Source material —
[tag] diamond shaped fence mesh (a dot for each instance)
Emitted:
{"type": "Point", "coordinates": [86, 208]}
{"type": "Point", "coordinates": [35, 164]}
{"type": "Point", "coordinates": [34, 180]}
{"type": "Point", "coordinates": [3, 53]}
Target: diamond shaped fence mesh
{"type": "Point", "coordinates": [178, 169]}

Description of the task —
Taking no liberties, give the material above again in full.

Task answer —
[tag] diamond shaped fence mesh (a dot for each instance)
Emitted:
{"type": "Point", "coordinates": [86, 208]}
{"type": "Point", "coordinates": [35, 164]}
{"type": "Point", "coordinates": [34, 180]}
{"type": "Point", "coordinates": [3, 53]}
Target: diamond shaped fence mesh
{"type": "Point", "coordinates": [178, 169]}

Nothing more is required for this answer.